- Quoted text -
'''

The first Sabbath School association outside of North America formed in 1883 in Switzerland and another one in 1886 in England. As a reflection of its extensive involvement in advancing the work in foreign lands, the ninth annual session in 1886 changed the name of the General Sabbath School Association to the International Sabbath School Association.12

Two important things happened in 1890. Our Little Friend with its guidelines for Sabbath School began publication, and Sabbath Schools raised funds to build the Pitcairn, a ship used to take missionaries to Pitcairn Island.

When the General Conference reorganized in 1901, the International Sabbath School Association became the Sabbath School Department of the General Conference.13

From the start, departmental personnel focused on improving both the quality of the weekly Sabbath School and the number of persons who attended regularly. The department early adopted the goal of “every church member is a Sabbath school member,” and “the Church at study” became the motto.14 After the Sabbath School came into existence and the state and general associations formed, leadership paid detailed attention to the Sabbath School reports. The first official statistical report appeared in 1878. “The plan is so thoroughly established that once in three months the General Sabbath School Office receives reports, which represent almost every Sabbath School in the world.”15 The reports usually contained three items: number of schools, attendance, and offerings.

'''

- Data supplied -
'''

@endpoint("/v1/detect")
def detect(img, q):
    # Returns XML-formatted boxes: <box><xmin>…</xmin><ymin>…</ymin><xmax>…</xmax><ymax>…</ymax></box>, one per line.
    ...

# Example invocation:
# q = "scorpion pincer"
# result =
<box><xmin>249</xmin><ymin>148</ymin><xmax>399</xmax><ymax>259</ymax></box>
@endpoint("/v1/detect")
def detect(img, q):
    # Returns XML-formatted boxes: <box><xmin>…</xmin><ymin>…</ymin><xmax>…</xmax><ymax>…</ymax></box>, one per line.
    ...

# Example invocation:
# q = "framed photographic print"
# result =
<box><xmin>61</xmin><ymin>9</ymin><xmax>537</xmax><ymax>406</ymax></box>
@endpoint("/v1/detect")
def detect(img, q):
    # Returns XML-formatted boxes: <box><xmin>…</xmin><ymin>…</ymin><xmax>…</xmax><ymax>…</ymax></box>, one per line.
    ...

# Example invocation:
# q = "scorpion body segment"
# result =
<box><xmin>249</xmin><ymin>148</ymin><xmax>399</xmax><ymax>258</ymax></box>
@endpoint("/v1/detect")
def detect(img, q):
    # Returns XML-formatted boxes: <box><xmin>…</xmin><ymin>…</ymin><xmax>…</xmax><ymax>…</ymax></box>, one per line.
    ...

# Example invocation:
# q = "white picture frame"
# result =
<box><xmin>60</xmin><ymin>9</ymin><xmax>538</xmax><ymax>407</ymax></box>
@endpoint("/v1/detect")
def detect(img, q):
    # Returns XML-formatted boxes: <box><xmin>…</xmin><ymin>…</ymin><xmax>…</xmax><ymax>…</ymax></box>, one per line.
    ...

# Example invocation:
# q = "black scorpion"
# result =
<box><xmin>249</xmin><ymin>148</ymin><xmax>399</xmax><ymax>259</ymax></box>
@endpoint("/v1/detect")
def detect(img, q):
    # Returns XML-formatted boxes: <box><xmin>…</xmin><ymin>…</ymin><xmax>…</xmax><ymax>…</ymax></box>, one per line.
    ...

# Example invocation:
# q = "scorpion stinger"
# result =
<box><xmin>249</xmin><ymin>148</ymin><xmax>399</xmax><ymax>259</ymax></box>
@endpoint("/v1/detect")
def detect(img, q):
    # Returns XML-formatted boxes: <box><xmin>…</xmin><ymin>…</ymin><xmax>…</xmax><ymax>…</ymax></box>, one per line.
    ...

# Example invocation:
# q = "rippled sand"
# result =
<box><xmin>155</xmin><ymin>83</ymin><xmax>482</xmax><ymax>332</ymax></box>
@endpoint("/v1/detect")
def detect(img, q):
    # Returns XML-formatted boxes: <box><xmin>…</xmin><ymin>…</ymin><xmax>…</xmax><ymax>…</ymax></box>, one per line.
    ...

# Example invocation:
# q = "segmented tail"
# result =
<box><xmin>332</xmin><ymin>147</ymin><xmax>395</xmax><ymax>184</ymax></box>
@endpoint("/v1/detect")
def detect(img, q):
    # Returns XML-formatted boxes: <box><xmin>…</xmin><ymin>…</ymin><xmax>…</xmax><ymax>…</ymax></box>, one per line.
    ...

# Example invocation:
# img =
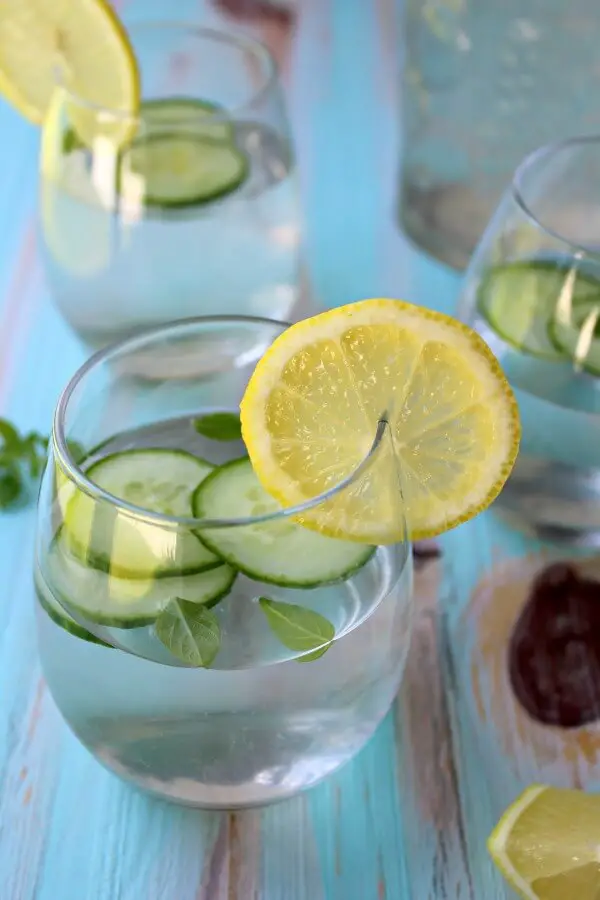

'''

- Challenge A -
Check each statement against the Sabbath School history text, answering yes or no and quoting its deciding words exactly: (i) The first Sabbath School association outside North America formed in England; (ii) The first official statistical report appeared in 1878; (iii) The General Sabbath School Association was renamed the International Sabbath School Association in 1890.
- Challenge B -
Select every line of the records that contains the string "scorpion", where case counts, and copy each of those lines.

- Written reply A -
(i) No: "The first Sabbath School association outside of North America formed in 1883 in Switzerland"
(ii) Yes: "The first official statistical report appeared in 1878."
(iii) No: "the ninth annual session in 1886 changed the name of the General Sabbath School Association to the International Sabbath School Association"

- Written reply B -
# q = "scorpion pincer"
# q = "scorpion body segment"
# q = "black scorpion"
# q = "scorpion stinger"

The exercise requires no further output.